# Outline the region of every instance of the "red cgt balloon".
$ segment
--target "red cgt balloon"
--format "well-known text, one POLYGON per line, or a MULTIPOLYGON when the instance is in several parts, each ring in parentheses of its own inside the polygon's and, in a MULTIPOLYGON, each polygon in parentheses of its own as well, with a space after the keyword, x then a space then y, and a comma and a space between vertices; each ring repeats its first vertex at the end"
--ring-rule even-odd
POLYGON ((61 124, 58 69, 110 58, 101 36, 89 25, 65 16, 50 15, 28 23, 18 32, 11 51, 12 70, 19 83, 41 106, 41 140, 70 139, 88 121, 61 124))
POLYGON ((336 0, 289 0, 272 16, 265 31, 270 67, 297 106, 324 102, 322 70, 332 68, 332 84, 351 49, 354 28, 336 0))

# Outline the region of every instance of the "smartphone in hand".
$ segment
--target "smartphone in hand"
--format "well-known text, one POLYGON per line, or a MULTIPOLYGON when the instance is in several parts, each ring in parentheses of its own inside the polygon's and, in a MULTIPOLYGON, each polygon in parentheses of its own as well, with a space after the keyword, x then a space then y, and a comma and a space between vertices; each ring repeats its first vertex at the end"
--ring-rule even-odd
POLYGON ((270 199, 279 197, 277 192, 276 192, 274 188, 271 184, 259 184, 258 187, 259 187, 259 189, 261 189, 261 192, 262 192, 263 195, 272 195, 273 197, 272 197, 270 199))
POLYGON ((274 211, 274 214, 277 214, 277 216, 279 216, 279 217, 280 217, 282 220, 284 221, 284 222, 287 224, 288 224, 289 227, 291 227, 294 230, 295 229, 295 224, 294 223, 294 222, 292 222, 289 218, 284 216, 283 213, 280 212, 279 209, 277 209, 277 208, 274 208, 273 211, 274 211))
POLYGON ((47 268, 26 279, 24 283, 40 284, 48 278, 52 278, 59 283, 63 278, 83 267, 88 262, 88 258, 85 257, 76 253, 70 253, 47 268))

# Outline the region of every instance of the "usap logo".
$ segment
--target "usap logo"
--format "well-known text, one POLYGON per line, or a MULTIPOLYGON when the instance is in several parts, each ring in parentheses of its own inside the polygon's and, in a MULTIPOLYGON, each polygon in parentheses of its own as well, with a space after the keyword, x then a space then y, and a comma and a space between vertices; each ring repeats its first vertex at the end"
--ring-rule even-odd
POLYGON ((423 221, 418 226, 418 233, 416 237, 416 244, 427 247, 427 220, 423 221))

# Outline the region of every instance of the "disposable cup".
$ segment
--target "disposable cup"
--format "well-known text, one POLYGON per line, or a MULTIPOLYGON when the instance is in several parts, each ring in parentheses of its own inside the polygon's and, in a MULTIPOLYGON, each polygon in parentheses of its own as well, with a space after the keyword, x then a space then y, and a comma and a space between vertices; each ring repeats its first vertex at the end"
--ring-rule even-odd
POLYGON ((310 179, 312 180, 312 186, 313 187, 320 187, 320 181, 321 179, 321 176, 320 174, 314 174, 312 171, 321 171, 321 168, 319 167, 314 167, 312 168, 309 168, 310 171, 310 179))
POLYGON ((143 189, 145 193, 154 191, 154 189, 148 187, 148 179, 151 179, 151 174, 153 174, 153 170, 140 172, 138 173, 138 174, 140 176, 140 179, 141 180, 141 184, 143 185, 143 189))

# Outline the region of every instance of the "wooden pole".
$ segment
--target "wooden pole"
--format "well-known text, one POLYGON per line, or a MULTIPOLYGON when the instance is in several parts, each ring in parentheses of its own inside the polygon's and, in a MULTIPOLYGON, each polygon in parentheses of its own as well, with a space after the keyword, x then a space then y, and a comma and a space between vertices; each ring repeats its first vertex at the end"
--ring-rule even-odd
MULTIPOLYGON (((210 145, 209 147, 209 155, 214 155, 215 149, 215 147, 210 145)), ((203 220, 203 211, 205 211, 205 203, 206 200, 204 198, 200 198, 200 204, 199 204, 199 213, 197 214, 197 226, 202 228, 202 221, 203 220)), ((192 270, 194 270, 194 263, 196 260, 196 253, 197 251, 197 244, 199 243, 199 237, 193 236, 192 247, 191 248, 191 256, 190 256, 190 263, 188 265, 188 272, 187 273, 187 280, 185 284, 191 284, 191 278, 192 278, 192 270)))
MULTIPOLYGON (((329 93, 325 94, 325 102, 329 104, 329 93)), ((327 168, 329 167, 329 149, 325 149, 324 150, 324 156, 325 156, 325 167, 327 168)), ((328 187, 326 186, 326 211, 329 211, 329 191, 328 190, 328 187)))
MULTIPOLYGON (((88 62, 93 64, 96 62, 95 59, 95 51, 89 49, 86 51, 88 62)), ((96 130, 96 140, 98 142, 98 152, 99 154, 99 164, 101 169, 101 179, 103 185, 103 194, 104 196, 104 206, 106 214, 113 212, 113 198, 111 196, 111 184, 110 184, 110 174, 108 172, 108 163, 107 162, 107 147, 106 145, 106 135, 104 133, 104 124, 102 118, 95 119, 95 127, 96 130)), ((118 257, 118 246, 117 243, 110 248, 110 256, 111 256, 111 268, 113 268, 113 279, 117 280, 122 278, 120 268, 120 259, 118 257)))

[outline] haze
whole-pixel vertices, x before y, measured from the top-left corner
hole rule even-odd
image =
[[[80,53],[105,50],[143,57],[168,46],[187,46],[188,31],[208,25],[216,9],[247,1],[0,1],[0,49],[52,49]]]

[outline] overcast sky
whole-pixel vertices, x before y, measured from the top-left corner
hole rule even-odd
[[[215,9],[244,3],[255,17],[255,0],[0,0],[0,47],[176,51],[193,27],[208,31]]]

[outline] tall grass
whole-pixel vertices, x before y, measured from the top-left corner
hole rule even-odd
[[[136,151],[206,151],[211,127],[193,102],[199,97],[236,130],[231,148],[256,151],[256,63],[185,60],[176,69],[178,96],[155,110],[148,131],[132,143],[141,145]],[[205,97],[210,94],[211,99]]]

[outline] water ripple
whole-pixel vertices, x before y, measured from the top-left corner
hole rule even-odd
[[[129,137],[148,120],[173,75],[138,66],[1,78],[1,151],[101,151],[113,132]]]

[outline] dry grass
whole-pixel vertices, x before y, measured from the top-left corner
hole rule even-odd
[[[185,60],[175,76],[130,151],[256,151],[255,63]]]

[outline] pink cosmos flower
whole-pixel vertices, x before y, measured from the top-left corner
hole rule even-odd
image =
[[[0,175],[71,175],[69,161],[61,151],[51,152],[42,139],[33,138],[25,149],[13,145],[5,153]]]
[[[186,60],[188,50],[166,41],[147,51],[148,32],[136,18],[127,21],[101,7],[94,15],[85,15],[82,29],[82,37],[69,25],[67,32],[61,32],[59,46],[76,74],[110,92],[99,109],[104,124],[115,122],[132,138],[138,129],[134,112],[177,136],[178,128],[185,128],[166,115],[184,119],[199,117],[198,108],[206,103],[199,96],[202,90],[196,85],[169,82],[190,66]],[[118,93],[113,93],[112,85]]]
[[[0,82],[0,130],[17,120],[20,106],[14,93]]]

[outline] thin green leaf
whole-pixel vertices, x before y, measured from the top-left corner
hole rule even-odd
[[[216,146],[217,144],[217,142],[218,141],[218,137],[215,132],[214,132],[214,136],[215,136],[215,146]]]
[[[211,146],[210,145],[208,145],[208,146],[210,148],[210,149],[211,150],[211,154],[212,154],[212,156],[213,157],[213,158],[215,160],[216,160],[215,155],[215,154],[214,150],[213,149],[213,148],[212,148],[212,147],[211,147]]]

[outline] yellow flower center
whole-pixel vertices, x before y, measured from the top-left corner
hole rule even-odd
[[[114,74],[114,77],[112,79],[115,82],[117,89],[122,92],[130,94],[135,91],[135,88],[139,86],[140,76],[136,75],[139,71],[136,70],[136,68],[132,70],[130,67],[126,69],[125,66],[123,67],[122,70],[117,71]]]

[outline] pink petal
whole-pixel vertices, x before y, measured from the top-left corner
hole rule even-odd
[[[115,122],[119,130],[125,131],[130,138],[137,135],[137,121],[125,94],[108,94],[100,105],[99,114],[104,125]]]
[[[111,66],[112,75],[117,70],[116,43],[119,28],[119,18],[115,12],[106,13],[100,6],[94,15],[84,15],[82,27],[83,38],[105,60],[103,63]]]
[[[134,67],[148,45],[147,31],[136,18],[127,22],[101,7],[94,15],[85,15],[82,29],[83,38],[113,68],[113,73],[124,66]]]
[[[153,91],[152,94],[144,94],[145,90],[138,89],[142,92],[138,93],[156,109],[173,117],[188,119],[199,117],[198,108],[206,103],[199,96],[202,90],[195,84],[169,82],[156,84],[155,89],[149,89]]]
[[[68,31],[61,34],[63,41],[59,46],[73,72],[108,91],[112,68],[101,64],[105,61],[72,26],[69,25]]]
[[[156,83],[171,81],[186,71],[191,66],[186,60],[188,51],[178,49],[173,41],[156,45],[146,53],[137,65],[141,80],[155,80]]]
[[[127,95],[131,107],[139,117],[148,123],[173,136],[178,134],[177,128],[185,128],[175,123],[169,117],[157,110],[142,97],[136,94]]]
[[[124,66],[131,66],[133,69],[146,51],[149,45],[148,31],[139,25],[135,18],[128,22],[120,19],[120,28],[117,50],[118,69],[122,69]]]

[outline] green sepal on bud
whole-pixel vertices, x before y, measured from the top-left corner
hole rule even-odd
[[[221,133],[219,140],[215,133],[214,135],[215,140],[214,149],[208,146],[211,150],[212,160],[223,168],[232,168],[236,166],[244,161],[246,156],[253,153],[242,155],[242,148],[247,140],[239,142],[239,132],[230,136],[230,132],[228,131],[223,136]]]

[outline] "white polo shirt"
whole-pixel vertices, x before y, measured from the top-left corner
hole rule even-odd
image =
-*-*-
REQUEST »
Output the lines starting with the line that contains "[outline] tall grass" and continuing through the line that contains "[[[185,60],[175,76],[130,151],[256,151],[255,63]]]", copied without any change.

RESPONSE TO THIS EXERCISE »
[outline] tall grass
whole-pixel vertices, x before y, measured from the top-left corner
hole rule even-odd
[[[136,151],[206,151],[211,127],[193,102],[199,97],[236,130],[231,148],[256,151],[256,63],[185,60],[176,69],[178,96],[155,110],[148,131],[132,143],[141,145]],[[205,97],[210,94],[211,99]]]

[outline] water ripple
whole-pixel vertices, x before y, measured from the top-left corner
hole rule even-odd
[[[129,137],[148,120],[173,75],[138,66],[1,78],[1,151],[101,151],[113,132]]]

[outline] dry grass
whole-pixel vertices, x before y, measured from the top-left corner
hole rule even-odd
[[[185,60],[175,76],[130,151],[256,151],[255,63]]]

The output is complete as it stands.